EXERCISE MATERIALS -
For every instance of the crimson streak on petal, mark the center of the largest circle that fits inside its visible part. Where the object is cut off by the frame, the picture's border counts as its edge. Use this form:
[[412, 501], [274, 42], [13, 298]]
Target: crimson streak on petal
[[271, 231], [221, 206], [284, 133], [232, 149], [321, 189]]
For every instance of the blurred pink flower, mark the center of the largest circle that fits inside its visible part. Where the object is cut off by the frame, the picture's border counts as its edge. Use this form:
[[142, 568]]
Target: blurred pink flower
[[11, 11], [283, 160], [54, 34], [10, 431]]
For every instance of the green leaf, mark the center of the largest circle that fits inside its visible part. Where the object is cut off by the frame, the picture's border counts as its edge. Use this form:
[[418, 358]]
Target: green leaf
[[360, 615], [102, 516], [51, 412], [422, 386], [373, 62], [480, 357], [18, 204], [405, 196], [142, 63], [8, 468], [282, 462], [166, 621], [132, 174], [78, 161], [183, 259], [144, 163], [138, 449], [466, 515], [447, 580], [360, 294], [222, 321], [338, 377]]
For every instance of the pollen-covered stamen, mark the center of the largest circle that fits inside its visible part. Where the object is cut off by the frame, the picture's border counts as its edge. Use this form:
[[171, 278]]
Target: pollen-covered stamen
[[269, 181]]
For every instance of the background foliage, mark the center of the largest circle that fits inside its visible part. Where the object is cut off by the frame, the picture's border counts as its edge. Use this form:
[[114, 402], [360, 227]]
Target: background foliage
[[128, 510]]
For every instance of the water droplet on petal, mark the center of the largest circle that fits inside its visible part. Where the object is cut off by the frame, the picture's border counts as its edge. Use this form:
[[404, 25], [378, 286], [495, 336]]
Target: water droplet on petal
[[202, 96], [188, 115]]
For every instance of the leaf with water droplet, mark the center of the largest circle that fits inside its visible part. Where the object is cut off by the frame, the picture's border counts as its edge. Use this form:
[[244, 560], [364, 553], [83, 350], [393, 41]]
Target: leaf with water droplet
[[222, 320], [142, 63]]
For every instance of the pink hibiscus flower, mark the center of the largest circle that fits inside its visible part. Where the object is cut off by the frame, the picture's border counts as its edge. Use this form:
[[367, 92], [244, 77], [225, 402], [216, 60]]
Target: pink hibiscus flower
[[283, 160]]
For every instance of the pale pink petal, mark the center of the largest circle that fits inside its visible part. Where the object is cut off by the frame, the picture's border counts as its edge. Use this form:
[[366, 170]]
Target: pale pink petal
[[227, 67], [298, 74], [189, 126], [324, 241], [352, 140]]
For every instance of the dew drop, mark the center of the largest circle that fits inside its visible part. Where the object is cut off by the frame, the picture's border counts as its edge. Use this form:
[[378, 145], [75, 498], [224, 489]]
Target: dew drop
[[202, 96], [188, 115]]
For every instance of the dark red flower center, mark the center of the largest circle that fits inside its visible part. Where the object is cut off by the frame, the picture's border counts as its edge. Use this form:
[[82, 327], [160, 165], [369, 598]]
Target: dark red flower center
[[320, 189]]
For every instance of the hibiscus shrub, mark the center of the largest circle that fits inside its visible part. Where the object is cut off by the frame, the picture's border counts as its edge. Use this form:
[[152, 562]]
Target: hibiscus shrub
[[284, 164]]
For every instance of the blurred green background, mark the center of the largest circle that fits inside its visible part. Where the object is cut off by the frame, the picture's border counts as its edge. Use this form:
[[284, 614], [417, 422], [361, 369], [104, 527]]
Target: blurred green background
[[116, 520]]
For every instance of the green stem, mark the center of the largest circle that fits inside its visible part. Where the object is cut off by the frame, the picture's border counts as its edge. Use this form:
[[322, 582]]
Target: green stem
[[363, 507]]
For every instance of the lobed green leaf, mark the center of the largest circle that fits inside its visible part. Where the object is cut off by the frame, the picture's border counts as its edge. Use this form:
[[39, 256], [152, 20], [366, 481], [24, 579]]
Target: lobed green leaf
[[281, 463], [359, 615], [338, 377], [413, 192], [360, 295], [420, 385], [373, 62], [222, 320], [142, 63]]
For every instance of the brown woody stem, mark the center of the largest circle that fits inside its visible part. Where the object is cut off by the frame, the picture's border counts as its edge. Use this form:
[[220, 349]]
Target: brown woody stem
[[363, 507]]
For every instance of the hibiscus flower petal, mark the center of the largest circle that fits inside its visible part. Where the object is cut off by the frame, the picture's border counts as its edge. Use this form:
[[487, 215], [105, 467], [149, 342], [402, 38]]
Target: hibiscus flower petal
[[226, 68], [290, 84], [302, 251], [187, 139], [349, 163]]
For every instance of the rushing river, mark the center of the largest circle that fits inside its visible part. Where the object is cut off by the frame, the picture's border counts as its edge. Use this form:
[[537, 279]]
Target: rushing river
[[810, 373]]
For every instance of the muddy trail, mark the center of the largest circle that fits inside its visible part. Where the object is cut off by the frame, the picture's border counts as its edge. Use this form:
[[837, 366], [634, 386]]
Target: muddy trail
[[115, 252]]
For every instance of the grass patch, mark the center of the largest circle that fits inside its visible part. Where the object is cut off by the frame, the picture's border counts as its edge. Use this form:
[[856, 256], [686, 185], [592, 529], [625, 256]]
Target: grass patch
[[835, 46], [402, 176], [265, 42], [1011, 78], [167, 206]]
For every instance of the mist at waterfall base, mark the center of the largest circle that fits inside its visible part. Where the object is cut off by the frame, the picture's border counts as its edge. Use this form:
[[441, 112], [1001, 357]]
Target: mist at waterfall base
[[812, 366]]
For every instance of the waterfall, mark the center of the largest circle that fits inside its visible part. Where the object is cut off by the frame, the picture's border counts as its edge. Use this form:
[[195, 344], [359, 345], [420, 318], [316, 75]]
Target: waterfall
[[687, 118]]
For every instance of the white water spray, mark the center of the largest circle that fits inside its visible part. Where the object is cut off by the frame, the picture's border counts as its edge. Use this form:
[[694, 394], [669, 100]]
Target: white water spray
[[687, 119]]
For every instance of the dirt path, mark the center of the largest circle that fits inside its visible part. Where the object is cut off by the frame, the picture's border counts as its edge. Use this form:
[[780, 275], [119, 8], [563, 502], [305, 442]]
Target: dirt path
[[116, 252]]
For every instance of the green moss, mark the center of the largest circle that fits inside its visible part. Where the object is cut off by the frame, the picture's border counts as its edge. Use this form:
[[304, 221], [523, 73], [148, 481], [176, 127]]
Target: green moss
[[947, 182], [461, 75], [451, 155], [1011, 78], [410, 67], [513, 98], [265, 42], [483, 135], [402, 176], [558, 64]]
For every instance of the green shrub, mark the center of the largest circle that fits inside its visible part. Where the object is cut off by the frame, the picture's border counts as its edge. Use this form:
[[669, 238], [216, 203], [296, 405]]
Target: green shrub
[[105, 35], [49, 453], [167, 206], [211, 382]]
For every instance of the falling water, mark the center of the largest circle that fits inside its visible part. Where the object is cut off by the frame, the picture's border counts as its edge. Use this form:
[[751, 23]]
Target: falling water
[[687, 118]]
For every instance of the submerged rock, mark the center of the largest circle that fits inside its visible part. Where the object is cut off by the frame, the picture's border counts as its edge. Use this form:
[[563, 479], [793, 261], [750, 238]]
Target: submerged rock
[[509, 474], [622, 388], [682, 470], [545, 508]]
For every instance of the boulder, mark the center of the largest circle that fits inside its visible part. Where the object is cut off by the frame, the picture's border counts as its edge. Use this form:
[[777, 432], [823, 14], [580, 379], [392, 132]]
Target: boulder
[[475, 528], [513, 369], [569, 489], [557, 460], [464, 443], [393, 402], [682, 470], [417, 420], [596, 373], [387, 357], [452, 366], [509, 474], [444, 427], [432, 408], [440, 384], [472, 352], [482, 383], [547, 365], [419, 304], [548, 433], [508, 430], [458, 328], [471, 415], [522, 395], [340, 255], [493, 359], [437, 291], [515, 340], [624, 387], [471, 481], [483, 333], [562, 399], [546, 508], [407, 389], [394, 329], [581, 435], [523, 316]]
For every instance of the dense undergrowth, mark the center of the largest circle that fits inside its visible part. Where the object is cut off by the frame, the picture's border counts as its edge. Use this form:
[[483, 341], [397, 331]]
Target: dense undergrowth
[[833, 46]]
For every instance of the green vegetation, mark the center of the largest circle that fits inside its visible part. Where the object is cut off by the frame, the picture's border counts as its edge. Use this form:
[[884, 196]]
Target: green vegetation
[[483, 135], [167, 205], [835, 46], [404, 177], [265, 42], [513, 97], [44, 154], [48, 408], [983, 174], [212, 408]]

REQUIRED TASK - Please copy the listing lines starting with the line containing "For every instance of the mist" and going on through the line containing "[[812, 366]]", swapping "mist at waterfall base" for "spray at waterfall base" and leaving everything else unchanged. Give only those lines.

RESPONSE TO THIS EXERCISE -
For every instance of the spray at waterfall base, mark the center of the largest circle that fits inside its visible part. Where the object is cut off by the frame, the picture's border counts as its edge. Use this form:
[[441, 112], [1001, 357]]
Target: spray at waterfall base
[[812, 366]]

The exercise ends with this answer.